# Data for processing:
========================================================================

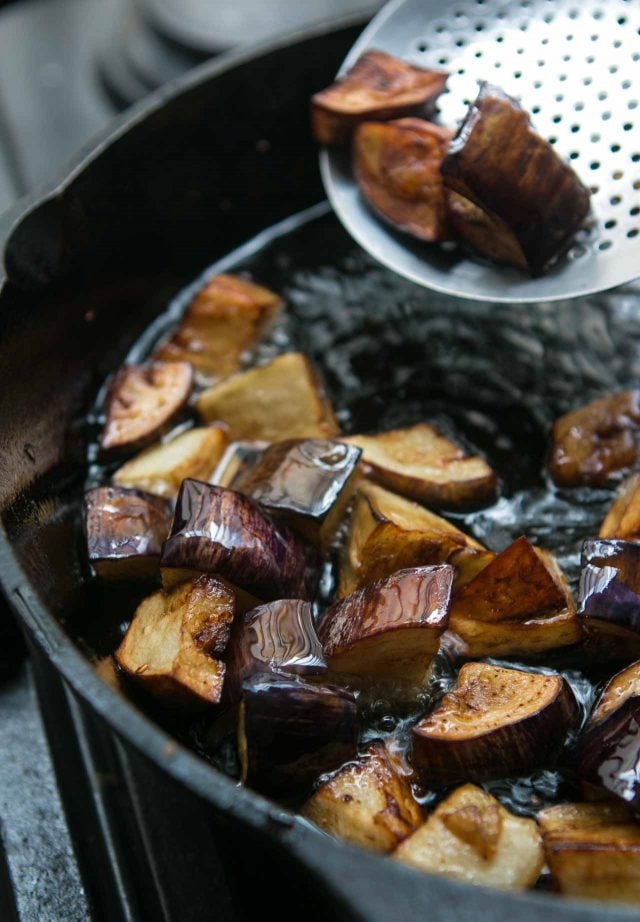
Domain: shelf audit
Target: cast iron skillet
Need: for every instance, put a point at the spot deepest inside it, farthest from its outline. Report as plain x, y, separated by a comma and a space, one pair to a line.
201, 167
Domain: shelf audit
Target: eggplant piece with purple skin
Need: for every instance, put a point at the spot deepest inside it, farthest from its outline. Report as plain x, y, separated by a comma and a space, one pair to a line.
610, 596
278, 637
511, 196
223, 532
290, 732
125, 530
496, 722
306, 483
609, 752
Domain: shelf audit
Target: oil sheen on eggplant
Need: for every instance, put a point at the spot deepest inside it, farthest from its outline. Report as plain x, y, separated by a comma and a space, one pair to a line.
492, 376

========================================================================

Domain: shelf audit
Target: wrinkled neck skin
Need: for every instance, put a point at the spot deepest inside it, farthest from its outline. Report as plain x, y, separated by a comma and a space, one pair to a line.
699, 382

========================================================================

# Requirements:
Gather every line of the entries above that contains the word "eggplant", and copy each one in full.

# Result:
Target: eggplant piece with purple skin
Target: oil sheen on eggplant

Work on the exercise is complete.